#### GIVEN RECORDS
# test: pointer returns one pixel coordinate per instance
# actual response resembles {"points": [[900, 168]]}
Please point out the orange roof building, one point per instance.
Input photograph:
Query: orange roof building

#### EXERCISE DETAILS
A verbatim copy of all the records is required. Write it out in full.

#### ANSWER AREA
# test: pointer returns one pixel coordinate per instance
# actual response resembles {"points": [[900, 168]]}
Please point out the orange roof building, one point per instance.
Input photograph:
Query: orange roof building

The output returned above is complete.